▶ Problem to work on
Please report every line in the material below that contains the word "green", copying each such line in full.

▶ Dataset entries
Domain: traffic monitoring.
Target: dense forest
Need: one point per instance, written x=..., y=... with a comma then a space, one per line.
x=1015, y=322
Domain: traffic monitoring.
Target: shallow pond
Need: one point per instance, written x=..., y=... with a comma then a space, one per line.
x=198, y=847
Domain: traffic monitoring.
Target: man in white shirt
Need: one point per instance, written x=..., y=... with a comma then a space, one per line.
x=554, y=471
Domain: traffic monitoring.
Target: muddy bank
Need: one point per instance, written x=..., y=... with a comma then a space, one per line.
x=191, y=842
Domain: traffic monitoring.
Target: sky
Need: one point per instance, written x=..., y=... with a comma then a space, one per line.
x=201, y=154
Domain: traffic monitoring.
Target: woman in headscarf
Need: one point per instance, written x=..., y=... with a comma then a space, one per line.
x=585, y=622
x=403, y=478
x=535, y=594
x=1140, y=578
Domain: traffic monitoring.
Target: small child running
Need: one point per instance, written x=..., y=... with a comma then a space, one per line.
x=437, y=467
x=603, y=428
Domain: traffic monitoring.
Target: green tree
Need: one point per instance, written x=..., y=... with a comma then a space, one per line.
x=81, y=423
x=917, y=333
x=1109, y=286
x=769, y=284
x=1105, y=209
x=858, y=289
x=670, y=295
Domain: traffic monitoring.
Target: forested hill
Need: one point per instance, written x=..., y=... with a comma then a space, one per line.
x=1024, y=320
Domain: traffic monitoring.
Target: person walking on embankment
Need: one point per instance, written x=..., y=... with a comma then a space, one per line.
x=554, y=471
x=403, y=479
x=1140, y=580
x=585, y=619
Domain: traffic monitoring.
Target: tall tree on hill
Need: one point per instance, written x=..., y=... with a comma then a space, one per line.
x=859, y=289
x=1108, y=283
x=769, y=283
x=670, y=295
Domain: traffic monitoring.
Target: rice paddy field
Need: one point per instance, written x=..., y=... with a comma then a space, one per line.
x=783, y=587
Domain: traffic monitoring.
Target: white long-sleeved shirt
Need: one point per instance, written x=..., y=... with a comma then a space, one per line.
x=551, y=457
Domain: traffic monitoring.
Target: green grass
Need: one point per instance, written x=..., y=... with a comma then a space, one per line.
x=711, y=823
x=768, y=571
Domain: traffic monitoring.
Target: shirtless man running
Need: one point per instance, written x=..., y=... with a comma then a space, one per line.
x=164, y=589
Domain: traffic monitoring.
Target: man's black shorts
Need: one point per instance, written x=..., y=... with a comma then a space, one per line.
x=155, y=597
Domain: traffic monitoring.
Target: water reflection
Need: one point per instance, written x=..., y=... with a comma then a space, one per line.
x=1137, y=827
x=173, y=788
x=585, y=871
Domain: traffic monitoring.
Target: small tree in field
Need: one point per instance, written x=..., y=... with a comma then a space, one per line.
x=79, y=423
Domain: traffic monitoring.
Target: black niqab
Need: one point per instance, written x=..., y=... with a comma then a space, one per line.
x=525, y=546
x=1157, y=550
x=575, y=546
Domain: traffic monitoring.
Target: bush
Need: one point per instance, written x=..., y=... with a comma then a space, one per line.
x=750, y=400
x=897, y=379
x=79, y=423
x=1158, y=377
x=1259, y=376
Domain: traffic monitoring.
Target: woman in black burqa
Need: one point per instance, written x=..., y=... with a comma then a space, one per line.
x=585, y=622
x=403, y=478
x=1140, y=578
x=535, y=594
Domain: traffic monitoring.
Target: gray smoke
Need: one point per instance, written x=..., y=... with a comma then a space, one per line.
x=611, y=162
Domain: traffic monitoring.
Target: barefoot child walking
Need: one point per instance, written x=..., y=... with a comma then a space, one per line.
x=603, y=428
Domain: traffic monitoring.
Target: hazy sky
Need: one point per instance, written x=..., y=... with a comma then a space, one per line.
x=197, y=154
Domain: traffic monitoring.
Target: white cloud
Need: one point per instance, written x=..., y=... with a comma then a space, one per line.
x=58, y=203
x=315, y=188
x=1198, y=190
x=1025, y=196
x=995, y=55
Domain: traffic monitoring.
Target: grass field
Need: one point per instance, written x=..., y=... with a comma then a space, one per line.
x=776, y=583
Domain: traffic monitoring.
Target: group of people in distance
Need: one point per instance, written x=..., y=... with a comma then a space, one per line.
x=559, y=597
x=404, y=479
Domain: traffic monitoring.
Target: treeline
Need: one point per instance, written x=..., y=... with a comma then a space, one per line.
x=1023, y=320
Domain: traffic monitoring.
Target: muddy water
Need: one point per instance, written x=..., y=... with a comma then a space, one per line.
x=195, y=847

--

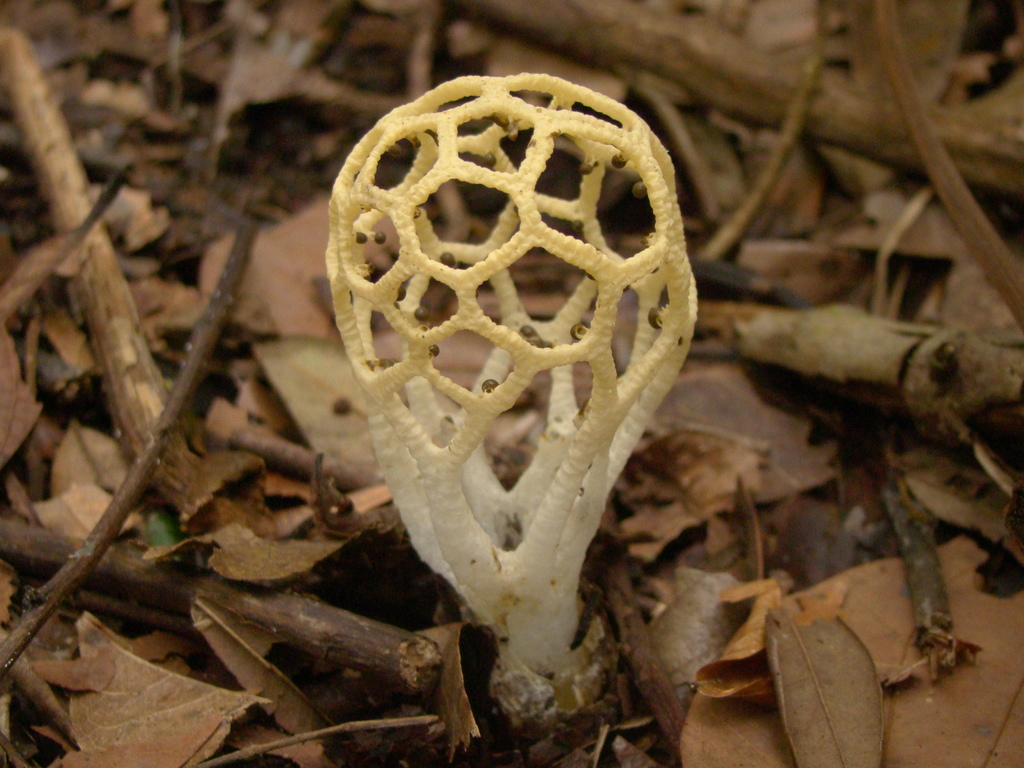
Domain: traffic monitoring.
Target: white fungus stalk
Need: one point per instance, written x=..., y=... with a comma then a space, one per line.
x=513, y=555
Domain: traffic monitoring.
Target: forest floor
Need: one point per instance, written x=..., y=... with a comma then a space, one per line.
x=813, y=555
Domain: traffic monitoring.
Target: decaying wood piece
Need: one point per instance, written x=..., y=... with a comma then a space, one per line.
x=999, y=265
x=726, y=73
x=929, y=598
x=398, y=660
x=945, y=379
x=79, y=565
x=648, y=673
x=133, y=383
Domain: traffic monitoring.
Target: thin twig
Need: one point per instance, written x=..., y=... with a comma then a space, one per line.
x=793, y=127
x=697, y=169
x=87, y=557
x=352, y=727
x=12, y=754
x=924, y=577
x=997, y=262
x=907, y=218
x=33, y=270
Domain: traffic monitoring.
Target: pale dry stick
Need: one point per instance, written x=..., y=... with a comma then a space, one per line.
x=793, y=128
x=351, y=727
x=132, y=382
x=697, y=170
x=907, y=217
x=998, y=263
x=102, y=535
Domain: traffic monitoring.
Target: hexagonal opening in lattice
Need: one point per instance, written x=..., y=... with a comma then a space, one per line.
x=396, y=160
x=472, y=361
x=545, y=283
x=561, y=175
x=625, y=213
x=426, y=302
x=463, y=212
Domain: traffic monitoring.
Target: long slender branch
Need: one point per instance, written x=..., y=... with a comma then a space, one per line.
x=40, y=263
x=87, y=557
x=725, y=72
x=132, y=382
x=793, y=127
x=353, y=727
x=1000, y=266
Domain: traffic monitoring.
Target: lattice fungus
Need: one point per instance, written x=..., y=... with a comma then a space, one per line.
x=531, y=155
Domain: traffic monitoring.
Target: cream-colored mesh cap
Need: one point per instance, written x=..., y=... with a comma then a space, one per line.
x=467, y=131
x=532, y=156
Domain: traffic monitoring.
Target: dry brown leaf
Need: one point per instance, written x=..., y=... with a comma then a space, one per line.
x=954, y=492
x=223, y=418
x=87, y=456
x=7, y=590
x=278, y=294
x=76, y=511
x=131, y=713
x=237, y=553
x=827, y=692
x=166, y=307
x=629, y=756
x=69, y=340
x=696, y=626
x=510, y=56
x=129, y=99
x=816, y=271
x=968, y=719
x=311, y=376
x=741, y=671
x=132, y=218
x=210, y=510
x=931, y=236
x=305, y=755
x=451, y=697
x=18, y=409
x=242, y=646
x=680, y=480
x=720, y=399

▶ Reply to the task
Target: green tree
Target: green grass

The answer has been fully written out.